→ AIM OF THE TASK
Report the number of lines holding "display" in the material below, and nothing more.

_ _ _ _ _

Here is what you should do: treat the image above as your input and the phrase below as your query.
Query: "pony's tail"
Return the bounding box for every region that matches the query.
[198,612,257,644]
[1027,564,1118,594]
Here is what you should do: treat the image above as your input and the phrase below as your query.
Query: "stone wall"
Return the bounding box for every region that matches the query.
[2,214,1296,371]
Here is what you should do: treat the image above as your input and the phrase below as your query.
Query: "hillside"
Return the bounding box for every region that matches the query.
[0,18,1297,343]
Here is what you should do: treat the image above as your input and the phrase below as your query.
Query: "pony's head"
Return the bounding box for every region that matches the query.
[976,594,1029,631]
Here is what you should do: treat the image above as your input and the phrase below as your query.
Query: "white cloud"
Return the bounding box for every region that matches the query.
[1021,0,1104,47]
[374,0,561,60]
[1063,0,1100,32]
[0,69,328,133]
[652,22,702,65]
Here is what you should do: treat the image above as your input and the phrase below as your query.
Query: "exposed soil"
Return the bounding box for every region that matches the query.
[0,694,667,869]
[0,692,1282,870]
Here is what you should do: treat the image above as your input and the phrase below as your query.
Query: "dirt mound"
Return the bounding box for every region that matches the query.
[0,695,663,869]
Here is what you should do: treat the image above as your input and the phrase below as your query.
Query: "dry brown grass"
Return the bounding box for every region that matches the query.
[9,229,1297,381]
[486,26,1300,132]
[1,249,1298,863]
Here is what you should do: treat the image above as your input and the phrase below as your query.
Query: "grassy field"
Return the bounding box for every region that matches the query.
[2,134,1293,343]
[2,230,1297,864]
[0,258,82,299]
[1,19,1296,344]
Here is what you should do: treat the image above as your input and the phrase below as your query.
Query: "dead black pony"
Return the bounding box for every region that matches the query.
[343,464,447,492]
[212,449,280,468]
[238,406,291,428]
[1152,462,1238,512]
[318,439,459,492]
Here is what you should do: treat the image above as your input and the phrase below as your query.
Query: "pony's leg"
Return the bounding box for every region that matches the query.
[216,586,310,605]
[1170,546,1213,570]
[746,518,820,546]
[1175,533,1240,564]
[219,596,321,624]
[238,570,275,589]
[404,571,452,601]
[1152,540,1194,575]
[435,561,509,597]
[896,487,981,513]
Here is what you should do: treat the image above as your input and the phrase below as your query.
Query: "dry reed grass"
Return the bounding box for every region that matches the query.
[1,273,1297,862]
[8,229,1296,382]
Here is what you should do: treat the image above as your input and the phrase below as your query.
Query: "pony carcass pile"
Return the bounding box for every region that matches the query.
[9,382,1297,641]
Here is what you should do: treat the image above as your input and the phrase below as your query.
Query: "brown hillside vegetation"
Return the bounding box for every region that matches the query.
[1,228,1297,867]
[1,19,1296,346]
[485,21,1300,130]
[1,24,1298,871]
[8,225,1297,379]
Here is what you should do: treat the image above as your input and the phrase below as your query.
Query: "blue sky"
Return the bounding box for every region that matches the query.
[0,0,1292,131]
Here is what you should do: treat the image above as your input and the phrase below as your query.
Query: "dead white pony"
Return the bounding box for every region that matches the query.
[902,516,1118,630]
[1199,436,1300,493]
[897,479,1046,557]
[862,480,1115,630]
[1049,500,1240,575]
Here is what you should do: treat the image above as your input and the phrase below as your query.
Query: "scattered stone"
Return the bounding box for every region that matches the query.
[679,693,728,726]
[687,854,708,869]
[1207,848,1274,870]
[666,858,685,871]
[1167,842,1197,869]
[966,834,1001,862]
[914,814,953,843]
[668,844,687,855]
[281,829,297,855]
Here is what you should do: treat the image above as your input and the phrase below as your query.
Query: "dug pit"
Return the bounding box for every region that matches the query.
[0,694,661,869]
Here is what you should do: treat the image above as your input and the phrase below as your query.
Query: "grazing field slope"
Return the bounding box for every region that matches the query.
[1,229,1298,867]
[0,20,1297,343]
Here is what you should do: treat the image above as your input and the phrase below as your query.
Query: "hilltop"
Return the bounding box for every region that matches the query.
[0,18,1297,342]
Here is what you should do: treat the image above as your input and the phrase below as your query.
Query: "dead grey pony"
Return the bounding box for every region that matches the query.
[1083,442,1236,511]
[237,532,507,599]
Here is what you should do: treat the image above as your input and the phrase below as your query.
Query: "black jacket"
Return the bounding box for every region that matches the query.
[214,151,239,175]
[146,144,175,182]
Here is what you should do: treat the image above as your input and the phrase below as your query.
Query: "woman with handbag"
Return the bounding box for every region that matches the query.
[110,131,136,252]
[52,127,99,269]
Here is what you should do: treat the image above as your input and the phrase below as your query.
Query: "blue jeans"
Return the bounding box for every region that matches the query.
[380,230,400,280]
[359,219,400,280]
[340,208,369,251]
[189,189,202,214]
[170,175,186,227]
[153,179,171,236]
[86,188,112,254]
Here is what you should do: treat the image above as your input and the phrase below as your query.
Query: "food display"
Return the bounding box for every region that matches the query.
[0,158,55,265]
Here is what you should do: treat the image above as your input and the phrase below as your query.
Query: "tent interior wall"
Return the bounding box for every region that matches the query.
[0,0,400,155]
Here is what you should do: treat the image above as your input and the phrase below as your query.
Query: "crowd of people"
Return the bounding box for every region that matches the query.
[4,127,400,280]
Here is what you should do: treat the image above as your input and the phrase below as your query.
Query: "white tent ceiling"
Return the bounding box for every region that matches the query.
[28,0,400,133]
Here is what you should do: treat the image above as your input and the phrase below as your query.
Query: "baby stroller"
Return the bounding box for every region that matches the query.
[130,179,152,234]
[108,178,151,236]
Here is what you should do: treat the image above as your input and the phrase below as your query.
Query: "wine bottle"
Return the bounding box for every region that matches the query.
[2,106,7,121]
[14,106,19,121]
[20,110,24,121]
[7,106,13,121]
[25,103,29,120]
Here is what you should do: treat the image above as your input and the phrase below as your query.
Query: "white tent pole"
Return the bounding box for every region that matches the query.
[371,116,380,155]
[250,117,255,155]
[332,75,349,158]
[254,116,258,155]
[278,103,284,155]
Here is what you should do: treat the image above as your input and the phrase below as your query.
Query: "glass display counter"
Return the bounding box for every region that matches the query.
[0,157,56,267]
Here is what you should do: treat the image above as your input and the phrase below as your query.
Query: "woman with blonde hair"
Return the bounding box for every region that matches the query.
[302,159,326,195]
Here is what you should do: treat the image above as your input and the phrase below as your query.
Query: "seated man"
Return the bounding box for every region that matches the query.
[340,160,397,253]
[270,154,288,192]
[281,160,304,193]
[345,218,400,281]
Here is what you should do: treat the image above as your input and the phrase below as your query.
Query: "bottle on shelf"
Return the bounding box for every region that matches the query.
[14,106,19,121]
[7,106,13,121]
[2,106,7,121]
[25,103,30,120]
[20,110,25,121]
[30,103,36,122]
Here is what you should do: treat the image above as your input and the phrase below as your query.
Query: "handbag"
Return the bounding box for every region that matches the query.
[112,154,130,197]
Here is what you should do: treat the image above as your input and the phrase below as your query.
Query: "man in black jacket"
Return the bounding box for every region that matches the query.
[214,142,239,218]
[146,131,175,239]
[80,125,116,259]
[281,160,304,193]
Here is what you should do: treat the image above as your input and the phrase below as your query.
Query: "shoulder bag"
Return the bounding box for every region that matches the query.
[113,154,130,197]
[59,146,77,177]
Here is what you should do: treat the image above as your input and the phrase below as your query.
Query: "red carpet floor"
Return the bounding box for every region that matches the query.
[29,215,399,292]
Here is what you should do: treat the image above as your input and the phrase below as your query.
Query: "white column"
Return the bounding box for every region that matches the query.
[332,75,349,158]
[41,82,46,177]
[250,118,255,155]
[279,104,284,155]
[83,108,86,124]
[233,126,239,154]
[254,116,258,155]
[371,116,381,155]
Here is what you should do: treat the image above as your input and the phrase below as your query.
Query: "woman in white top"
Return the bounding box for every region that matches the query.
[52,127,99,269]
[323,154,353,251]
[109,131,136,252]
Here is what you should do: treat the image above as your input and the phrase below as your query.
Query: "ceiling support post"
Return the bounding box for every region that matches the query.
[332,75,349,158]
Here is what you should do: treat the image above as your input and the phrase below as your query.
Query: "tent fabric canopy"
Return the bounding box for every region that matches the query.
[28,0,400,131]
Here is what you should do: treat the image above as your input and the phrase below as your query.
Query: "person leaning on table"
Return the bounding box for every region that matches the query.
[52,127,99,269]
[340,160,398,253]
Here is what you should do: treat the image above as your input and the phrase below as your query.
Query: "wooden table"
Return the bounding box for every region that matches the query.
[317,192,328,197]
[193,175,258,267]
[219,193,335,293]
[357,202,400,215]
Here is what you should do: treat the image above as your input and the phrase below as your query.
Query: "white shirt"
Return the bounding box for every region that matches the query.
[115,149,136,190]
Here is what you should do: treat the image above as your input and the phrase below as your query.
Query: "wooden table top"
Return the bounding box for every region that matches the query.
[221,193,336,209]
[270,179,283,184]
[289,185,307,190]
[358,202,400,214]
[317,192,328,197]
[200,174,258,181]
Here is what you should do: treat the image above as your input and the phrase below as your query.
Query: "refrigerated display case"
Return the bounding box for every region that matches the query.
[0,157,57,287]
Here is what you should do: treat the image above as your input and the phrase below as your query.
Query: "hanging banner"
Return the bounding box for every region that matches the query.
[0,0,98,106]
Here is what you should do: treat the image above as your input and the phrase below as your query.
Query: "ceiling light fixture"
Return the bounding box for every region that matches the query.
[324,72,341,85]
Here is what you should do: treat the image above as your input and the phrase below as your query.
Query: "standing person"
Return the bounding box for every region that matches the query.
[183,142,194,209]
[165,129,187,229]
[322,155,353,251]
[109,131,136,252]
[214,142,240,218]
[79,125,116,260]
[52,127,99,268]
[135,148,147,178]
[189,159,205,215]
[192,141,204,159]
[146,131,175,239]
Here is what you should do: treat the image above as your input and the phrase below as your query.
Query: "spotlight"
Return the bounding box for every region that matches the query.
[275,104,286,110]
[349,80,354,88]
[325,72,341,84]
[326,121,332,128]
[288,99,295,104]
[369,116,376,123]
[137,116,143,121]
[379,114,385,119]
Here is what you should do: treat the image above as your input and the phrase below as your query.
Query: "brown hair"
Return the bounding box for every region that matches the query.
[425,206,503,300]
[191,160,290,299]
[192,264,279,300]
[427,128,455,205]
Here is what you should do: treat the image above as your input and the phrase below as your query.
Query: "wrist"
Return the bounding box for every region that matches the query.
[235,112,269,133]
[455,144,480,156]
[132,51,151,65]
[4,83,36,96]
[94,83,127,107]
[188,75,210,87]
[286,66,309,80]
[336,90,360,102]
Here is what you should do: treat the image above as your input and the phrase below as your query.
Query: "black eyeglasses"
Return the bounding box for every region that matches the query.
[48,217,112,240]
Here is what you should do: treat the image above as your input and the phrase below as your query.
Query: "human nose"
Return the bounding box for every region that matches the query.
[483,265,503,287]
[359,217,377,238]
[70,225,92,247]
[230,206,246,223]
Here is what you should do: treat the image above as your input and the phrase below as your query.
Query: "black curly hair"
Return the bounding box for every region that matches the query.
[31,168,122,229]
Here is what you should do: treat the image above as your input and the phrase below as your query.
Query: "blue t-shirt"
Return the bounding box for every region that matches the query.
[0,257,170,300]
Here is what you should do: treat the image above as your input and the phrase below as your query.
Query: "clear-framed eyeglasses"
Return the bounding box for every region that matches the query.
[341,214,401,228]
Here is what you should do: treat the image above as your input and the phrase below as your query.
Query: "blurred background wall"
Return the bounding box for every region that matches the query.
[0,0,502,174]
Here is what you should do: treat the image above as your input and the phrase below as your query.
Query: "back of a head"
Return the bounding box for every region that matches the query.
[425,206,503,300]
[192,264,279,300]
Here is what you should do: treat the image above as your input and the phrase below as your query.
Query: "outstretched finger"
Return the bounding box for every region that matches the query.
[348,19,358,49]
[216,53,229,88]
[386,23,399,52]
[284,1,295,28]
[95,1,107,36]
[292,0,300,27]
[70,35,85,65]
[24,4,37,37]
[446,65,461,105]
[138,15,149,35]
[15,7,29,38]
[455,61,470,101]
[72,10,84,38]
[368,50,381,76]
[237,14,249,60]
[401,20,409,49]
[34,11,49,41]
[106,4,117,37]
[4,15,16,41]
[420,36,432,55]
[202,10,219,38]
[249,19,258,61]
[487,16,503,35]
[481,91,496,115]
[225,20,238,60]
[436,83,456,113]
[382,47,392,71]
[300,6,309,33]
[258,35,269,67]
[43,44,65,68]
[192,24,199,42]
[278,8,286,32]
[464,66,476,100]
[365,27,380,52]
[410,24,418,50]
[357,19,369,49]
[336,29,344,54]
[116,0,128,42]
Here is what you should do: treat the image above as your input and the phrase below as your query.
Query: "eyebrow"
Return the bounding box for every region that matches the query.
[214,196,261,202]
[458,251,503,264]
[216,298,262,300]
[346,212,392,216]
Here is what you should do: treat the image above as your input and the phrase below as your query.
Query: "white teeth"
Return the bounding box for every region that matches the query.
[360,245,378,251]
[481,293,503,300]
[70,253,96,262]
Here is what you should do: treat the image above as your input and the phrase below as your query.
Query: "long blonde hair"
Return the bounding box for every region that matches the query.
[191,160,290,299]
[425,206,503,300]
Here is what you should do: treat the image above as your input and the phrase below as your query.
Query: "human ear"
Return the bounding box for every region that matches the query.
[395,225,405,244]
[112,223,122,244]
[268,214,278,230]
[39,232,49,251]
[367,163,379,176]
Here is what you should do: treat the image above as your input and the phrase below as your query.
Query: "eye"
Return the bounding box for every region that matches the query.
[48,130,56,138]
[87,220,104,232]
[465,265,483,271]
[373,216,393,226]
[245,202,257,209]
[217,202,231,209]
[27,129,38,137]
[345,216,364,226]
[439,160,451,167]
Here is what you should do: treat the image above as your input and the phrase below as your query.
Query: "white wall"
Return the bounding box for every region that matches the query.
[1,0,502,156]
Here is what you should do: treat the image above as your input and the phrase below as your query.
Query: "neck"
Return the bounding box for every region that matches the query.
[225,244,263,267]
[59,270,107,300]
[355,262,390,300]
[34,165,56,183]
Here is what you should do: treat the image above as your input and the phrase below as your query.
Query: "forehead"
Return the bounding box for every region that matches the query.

_ _ _ _ _

→ WRITTEN RESPONSE
3